# start of Quoted passage

In the interest of fairness and honesty, I am conservative and unlikely to vote for Barack Obama. I've heard a lot of interesting arguments for the President, but it takes a lot more than hope for change to bring me around to that way of thinking (primarily the Keynesian way of thinking). So, the question for me has become, do I vote for a "conservative" candidate who is electable, but in whom I may not necessarily have any confidence? To be completely honest, I came close to choosing not to vote this year, because neither of my "options" seem optimal.

But wait. Why is it that I have only two choices? As Americans we expect - sometimes demand - more options than that when we're shopping for milk and bread; what happened to our enthusiasm for the democratic process? No, don't answer that, I'm sure to be depressed. What my complaint really comes down to is the fact that I don't like having only two parties because they are so polarized that other voices are rarely heard, and maybe you agree that it's just not healthy. Sure, there are a lot of crazies out there that have been weeded out by the parties... but I'm sure you can agree that quite a few lunatics have managed to slip through in the past.

My father isn't thrilled with my current decision-making process. You probably won't be either. But tomorrow I'm not necessarily casting a vote for the president, I am casting a vote for the process: I am voting libertarian. Not because I think he can win, or even because I agree with all things libertarian, but because I want more options. I want honest discussions. I want the opportunity of a voice that is more than a straight party vote.

As I write, I realize that this seems ridiculous. The presidency is such an important thing - why would I use that vote to make a statement? Quite simply, because I don't think there is any other way for me to make a statement. And before you tell me it's impossible... according to Gary Johnson, if 5% of America made this choice, the third party would have equal access to the ballot and to federal funding. Think about that.

So many other things I would like to say, but I need to leave it now and look for a Higher Ed article. Happy Voting.

# end of Quoted passage

Exercise task 1 —
Answer these questions about the voting post:
(a) Which party does the writer say they are voting for?
(b) According to Gary Johnson, what share of America would have to make this choice for the third party to gain equal access to the ballot and federal funding?
(c) What does the writer say they need to go look for at the end?
The text and the records come from unrelated sources.

# start of Provided records

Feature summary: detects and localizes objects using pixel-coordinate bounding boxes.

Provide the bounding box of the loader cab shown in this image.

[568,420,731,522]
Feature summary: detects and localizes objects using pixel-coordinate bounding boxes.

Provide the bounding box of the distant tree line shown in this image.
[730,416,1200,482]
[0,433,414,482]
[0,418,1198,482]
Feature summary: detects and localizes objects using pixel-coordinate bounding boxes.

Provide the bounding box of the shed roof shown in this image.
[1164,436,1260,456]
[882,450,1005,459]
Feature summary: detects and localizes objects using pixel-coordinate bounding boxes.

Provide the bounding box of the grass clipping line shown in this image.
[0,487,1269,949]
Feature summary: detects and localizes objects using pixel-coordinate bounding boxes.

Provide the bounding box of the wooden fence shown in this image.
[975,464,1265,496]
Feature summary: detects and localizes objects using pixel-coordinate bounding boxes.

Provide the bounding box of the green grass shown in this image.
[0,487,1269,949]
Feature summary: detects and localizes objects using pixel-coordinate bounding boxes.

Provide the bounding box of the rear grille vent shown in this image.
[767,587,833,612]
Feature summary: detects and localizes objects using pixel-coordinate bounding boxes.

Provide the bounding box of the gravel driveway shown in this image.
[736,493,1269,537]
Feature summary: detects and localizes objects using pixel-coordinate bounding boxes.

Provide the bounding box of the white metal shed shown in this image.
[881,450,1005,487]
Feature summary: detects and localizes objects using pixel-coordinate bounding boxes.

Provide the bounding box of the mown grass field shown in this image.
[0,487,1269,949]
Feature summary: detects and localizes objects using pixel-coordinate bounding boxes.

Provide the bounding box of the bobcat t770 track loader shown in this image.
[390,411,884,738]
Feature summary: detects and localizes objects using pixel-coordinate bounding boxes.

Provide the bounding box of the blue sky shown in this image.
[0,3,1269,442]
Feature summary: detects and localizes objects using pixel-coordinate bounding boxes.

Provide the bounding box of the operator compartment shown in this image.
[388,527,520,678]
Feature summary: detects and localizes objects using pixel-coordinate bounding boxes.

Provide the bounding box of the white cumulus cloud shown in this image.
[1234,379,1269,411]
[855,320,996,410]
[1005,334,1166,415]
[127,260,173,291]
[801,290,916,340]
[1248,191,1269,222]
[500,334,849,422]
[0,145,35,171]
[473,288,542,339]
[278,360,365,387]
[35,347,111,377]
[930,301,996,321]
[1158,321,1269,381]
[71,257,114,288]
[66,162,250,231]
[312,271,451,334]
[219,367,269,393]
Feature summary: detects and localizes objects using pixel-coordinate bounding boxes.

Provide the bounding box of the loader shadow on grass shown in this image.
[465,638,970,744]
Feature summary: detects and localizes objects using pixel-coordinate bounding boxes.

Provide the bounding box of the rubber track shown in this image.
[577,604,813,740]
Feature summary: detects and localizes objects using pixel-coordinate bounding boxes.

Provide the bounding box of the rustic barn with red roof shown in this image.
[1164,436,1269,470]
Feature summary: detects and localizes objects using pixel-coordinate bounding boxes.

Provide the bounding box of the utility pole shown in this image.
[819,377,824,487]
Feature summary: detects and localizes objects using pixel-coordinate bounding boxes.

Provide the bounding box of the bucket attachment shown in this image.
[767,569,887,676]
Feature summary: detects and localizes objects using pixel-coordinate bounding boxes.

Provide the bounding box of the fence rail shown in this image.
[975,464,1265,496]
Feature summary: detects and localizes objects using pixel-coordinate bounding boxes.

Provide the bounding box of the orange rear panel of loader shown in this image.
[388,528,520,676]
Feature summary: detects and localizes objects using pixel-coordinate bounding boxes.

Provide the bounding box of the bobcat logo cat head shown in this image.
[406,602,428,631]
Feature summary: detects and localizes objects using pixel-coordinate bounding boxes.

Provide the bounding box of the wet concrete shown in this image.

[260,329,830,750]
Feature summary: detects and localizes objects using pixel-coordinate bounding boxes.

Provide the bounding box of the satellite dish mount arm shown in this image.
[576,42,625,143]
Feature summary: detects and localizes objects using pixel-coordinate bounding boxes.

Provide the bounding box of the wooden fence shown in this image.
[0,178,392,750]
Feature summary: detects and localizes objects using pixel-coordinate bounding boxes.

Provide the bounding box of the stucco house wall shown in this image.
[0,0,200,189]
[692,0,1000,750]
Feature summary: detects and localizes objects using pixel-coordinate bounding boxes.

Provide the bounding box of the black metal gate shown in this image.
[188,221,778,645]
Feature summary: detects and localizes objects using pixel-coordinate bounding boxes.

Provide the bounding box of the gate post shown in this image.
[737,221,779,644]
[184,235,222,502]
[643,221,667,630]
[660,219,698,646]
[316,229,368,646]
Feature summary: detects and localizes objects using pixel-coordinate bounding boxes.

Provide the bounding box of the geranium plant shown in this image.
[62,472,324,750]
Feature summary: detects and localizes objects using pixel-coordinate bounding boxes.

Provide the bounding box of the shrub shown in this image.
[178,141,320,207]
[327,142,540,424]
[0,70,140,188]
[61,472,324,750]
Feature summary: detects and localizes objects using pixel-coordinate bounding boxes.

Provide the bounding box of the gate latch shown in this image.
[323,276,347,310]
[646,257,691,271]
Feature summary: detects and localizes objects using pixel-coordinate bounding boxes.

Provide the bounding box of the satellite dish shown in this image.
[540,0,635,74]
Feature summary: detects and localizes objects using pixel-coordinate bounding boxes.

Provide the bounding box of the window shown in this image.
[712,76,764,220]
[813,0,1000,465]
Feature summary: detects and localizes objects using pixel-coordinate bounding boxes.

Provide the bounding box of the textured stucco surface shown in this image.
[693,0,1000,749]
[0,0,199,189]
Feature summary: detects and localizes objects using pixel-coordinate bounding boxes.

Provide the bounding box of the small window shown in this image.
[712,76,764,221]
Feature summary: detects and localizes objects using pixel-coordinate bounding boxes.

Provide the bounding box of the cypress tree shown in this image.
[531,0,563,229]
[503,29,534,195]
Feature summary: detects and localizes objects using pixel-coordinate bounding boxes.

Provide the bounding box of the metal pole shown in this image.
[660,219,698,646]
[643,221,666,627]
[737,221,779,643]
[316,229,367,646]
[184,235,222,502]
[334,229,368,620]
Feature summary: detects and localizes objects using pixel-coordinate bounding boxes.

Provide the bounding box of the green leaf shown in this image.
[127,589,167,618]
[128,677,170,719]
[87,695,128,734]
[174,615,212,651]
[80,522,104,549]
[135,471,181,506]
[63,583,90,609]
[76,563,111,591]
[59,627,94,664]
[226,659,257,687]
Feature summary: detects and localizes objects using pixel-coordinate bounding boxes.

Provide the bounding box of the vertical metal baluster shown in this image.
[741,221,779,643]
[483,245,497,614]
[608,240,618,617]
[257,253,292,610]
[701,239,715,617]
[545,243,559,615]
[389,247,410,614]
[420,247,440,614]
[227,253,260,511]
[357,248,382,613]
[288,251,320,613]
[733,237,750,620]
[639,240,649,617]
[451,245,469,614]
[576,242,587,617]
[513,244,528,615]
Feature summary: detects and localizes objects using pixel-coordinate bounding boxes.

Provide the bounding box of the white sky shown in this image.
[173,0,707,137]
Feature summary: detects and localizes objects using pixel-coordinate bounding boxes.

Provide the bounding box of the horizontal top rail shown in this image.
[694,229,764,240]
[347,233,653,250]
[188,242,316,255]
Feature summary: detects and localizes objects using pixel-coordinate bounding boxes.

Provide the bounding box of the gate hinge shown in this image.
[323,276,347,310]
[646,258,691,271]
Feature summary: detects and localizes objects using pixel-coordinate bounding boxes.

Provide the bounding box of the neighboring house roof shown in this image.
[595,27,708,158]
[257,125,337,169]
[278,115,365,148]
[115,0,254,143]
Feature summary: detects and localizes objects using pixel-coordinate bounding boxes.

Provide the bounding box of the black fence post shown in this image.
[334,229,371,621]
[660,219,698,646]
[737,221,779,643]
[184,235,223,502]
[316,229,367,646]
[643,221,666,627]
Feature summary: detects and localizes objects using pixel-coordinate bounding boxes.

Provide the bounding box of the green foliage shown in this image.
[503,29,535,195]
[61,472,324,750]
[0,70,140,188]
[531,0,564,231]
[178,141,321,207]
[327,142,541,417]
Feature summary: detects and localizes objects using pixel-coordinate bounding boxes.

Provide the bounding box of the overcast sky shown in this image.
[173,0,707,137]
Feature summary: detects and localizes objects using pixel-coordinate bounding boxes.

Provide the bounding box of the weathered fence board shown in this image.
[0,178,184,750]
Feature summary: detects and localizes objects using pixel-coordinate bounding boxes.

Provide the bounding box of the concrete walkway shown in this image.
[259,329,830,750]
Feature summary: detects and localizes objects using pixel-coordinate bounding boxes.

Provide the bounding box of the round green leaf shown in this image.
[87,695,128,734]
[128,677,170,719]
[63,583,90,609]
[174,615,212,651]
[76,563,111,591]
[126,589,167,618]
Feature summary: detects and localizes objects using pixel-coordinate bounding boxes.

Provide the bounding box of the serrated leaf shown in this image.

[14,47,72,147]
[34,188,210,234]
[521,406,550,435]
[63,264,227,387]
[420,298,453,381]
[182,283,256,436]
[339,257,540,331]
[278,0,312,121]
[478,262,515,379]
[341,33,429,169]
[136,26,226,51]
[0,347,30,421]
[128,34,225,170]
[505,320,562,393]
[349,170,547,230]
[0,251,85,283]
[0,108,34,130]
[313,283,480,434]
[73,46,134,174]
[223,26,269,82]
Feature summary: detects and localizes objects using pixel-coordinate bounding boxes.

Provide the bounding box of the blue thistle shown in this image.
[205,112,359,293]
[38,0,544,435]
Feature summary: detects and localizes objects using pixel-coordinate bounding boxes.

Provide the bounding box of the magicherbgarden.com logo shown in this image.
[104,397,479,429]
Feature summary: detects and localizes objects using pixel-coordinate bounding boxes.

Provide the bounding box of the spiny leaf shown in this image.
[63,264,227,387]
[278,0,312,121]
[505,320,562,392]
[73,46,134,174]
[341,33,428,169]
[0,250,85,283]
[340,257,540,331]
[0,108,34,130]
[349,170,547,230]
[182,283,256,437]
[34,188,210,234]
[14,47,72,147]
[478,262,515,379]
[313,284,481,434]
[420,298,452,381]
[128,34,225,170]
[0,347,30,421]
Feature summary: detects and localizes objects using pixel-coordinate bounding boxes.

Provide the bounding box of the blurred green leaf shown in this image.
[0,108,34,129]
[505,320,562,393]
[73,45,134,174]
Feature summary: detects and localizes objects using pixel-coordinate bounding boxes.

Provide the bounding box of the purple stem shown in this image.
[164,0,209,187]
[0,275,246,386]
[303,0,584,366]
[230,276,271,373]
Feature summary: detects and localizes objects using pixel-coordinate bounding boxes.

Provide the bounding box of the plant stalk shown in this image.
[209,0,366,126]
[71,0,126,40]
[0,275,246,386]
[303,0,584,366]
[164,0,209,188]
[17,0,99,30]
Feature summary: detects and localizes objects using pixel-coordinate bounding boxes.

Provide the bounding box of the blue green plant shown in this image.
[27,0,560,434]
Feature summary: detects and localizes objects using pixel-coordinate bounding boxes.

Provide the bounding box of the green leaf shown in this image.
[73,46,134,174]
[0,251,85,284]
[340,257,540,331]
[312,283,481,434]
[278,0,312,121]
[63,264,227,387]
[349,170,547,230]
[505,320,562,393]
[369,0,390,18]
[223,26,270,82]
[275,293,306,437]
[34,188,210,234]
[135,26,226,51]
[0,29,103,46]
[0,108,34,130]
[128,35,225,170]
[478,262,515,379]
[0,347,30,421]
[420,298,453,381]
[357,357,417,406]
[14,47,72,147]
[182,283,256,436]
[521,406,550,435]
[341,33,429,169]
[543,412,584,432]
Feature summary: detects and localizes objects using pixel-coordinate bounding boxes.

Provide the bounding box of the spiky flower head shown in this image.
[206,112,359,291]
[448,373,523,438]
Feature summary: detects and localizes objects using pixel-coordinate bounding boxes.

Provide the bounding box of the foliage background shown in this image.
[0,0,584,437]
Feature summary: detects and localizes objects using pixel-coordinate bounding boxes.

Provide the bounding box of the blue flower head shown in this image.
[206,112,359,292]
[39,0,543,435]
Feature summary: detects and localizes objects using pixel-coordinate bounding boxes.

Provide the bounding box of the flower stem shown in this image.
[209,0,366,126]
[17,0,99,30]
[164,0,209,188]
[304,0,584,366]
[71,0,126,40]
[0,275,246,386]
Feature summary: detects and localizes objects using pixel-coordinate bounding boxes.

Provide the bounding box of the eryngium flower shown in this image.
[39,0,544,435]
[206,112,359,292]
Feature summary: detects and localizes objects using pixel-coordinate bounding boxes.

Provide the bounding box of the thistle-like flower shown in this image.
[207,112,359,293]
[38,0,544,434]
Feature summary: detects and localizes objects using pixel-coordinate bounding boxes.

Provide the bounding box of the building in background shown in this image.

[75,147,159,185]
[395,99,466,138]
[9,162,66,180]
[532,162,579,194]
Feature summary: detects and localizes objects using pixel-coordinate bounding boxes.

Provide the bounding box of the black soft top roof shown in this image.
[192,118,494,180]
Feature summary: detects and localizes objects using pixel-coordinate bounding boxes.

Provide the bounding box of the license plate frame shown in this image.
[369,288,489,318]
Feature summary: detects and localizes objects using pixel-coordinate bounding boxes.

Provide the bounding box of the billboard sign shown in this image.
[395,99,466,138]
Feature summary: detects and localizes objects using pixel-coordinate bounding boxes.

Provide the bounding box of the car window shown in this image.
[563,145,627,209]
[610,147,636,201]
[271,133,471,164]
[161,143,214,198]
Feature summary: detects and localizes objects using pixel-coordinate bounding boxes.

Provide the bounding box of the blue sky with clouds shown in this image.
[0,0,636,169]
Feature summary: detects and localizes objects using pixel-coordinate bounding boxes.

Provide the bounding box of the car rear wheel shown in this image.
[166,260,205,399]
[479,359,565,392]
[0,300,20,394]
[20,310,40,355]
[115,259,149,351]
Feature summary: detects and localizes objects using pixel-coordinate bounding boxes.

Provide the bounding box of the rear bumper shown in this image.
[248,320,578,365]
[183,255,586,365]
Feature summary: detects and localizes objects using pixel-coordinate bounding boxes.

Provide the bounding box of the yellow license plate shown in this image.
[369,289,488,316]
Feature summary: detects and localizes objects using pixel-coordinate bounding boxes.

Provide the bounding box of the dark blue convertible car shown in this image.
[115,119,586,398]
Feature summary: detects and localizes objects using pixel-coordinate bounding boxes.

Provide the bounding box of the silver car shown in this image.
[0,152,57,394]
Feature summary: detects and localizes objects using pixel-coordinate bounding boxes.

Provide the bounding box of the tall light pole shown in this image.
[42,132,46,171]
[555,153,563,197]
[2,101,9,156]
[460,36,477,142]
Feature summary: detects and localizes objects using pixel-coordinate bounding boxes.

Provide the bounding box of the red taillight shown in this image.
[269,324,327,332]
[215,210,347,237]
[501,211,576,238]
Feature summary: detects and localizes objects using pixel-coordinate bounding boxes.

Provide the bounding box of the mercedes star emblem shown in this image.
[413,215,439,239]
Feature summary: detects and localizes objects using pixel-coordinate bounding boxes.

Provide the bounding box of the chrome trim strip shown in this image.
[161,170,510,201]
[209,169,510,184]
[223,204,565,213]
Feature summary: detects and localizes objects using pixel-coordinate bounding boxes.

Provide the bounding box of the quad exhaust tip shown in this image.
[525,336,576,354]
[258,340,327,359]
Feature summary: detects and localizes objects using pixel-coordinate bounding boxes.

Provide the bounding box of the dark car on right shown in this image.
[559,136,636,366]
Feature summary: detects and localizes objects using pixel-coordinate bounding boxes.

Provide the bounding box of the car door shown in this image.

# end of Provided records

Exercise task 2 — Take the records from their first line through the line containing "[0,418,1198,482]". Swap "Provide" for "Return" and output only those lines, with everything else left unchanged.

Written answer 1 —
(a) Libertarian.
(b) 5%.
(c) A Higher Ed article.

Written answer 2 —
Feature summary: detects and localizes objects using pixel-coordinate bounding boxes.

Return the bounding box of the loader cab shown in this image.

[568,420,731,522]
Feature summary: detects and localizes objects using pixel-coordinate bounding boxes.

Return the bounding box of the distant tree line shown in this image.
[730,416,1200,482]
[0,433,414,482]
[0,418,1198,482]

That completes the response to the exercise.